Output every line of the items, from the line containing "Where can the curved" through the end, as a JSON list of strings with one string per line and blank lines omitted.

BEGIN DATASET EXCERPTS

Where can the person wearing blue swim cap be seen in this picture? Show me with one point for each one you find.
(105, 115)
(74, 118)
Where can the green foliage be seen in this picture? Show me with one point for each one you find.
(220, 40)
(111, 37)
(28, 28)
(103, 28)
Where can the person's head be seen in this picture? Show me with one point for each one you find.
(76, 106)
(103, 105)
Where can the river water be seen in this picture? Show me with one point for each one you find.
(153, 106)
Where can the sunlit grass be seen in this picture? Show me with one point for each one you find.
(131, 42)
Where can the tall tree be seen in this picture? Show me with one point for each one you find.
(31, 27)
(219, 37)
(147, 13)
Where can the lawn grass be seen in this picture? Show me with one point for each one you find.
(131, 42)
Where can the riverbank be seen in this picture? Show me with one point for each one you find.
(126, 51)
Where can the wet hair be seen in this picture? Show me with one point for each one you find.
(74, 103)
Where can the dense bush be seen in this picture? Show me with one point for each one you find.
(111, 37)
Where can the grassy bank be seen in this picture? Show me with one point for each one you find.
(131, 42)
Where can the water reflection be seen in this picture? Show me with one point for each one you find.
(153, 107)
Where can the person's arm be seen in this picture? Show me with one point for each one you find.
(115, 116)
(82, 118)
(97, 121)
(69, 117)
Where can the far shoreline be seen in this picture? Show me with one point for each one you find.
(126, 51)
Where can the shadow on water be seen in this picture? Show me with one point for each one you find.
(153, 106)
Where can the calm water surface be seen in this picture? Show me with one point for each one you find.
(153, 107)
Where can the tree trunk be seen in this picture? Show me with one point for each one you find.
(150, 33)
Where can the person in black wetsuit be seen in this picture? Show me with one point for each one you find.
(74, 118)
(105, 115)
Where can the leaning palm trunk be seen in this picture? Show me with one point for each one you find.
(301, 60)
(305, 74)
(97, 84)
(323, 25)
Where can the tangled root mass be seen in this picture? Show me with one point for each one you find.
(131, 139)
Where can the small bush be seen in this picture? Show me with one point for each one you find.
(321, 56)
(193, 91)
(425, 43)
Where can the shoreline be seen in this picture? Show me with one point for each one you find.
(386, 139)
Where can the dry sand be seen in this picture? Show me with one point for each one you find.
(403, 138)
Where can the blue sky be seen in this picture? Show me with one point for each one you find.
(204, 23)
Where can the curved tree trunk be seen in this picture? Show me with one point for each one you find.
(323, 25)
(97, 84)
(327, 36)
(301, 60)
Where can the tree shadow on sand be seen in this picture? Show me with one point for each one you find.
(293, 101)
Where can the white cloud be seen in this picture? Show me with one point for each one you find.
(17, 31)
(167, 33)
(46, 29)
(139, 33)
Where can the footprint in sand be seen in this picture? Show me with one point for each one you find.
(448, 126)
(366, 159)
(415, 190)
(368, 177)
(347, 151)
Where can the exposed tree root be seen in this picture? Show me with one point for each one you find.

END DATASET EXCERPTS

• _REPLY TO THE EXERCISE_
[
  "Where can the curved tree trunk be seen in this picture? Show me with one point for each one you find.",
  "(323, 25)",
  "(97, 84)",
  "(327, 36)",
  "(301, 60)",
  "Where can the tree shadow on sand be seen in this picture? Show me with one point for each one you find.",
  "(293, 101)",
  "Where can the white cloud be seen in this picture? Show me with one point for each one you find.",
  "(17, 31)",
  "(167, 33)",
  "(46, 29)",
  "(139, 33)",
  "Where can the footprint in sand be seen in this picture? Show me with one point for each one you find.",
  "(448, 126)",
  "(366, 159)",
  "(415, 190)",
  "(368, 177)",
  "(347, 151)",
  "Where can the exposed tree root be seen in this picture? Show me with one point for each one you find."
]